§ **Given text**:
※

Spring brings with it a real treat for US birders – the return of the 13 species of Hummingbirds that nest here.  Growing up in NYC, I was able to see only 1, the Ruby Throated Hummingbird, but I did not lament that fact at all.  Like all of its relatives, this little gem never failed to put on an enthralling show when it stopped by.

City Hummers and Look-Alike Moths

Ruby Throats were actually rather common in NYC in years past – so much so that, as a child in the Bronx, a favorite sport of mine was attempting to land one with my trusty butterfly net.  I never came close – once I yelled to my friends that I had captured a Hummer, only to find upon closer inspection that my captive was actually a Hummingbird Clearwing Moth.  A fascinating creature in its own right, the Hummingbird Clearwing does indeed closely resemble its namesake in size and behavior.

These days, both bird and moth are more commonly seen in the Bronx Botanical Gardens and similar large, undisturbed places in NYC, but they do still stop by neighborhood flower beds from time to time.

West of the Mississippi, bird watchers have 12-13 different Hummingbirds to choose from, and once you venture into Mexico and further south an additional 300+ species can keep you busy for a lifetime.

Tiny but Fearless

Given that predators as small as spiders and praying mantids can dine on Hummingbirds, one would expect the tiny beasts to be extremely shy.  However, quite the opposite is true. Driven by insatiable appetites and well-protected by their incredible speed and maneuverability, Hummers are among the boldest of all birds…in zoo exhibits I’ve actually had to shoo them away from me at feeding time!

※

§ **Information provided**:
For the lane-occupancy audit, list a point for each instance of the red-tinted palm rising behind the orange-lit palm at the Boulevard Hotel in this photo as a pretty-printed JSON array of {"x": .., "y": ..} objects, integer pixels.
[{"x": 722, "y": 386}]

※

§ **Task list**:
a - In the hummingbird text, what did the writer's supposedly captured Hummer turn out to be?
b - From the hummingbird text, reproduce word for word the passage starting with "City Hummers and" and going on through "size and behavior.".

§ **Answer list**:
a - A Hummingbird Clearwing Moth.

b -
City Hummers and Look-Alike Moths

Ruby Throats were actually rather common in NYC in years past – so much so that, as a child in the Bronx, a favorite sport of mine was attempting to land one with my trusty butterfly net.  I never came close – once I yelled to my friends that I had captured a Hummer, only to find upon closer inspection that my captive was actually a Hummingbird Clearwing Moth.  A fascinating creature in its own right, the Hummingbird Clearwing does indeed closely resemble its namesake in size and behavior.